(Supplied material begins)
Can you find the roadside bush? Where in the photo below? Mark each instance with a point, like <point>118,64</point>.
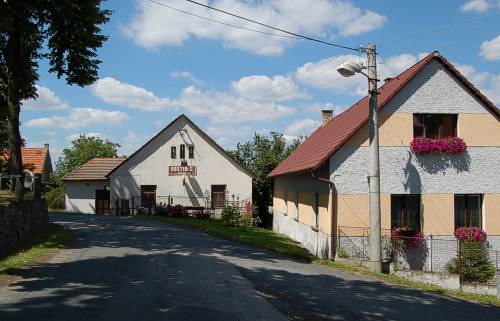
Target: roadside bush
<point>55,198</point>
<point>473,262</point>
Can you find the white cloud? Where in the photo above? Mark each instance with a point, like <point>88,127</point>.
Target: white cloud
<point>182,74</point>
<point>264,88</point>
<point>302,127</point>
<point>490,49</point>
<point>115,92</point>
<point>79,118</point>
<point>477,6</point>
<point>154,26</point>
<point>47,100</point>
<point>323,74</point>
<point>74,136</point>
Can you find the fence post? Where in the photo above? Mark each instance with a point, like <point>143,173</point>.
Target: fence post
<point>430,241</point>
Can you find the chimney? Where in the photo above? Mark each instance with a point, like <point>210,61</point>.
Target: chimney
<point>327,116</point>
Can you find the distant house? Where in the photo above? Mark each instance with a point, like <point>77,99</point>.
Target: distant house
<point>321,189</point>
<point>179,165</point>
<point>36,161</point>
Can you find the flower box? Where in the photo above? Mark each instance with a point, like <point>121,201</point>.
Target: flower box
<point>426,145</point>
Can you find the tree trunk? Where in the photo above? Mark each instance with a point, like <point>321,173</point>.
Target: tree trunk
<point>14,108</point>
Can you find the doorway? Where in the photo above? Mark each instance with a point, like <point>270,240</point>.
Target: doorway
<point>102,201</point>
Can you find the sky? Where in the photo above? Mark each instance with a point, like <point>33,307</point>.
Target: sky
<point>159,63</point>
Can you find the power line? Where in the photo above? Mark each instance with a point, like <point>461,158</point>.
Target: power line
<point>220,22</point>
<point>271,27</point>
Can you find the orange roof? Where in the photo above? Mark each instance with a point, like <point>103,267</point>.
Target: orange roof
<point>325,141</point>
<point>34,158</point>
<point>94,170</point>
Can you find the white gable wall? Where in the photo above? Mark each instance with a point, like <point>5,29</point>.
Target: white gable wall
<point>150,167</point>
<point>433,90</point>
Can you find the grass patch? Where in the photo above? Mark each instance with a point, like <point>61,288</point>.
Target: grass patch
(Supplied material ends)
**Exercise instructions:** Copy the listing above exactly, minus the pictures.

**Reply to the task:**
Can you find the roadside bush? Where in the photo below? Mark each instance with a point, like <point>118,64</point>.
Target: roadside bush
<point>55,198</point>
<point>473,262</point>
Can you find the white cloud? Where in the photo above? Mark each instance with a point, like <point>88,127</point>.
Target: white cloud
<point>182,74</point>
<point>264,88</point>
<point>302,127</point>
<point>490,49</point>
<point>115,92</point>
<point>79,118</point>
<point>477,6</point>
<point>154,26</point>
<point>47,100</point>
<point>323,74</point>
<point>74,136</point>
Can you find the fence post? Where in the photo above? Mark each instance with a point, like <point>143,173</point>.
Target: fence post
<point>430,241</point>
Can you find the chimney? Where in the photo above? Mark each instance with a point, like <point>210,61</point>.
Target: chimney
<point>327,116</point>
Can you find the distant house? Where in the photo above? Mark each instance with a point, like <point>77,99</point>.
Target: distant house
<point>321,189</point>
<point>179,165</point>
<point>36,161</point>
Can you find the flower box? Where in the photo above? Mark each instance with a point, like <point>121,201</point>.
Target: flower box
<point>426,145</point>
Can you find the tree trunk? Where in the photo above? Mark each instance with a point, like <point>321,173</point>.
Target: tree trunk
<point>14,108</point>
Can you find the doorway? Where in the photo above? Mark each instance with a point, like <point>270,240</point>.
Target: doorway
<point>102,201</point>
Can you find the sky? Where in the photo above? Mark each instance with a point, like <point>33,307</point>.
Target: sky
<point>159,63</point>
Can you find the power line? Where in the photo above? Mark each instance with a point, like <point>461,158</point>.
Target: power line
<point>220,22</point>
<point>271,27</point>
Can you find the orange roof? Where in the photo above? Mark each instance with a point, like <point>103,267</point>.
Target: orange roof
<point>325,141</point>
<point>34,158</point>
<point>94,170</point>
Can you find the white gable wall? Where in the photo above? Mark each instance with a point, like <point>5,29</point>.
Target: white gable wall
<point>150,167</point>
<point>433,90</point>
Can you find the grass patch? Where in the photo above? Mark each instance with a point, like <point>61,288</point>.
Target: grass patch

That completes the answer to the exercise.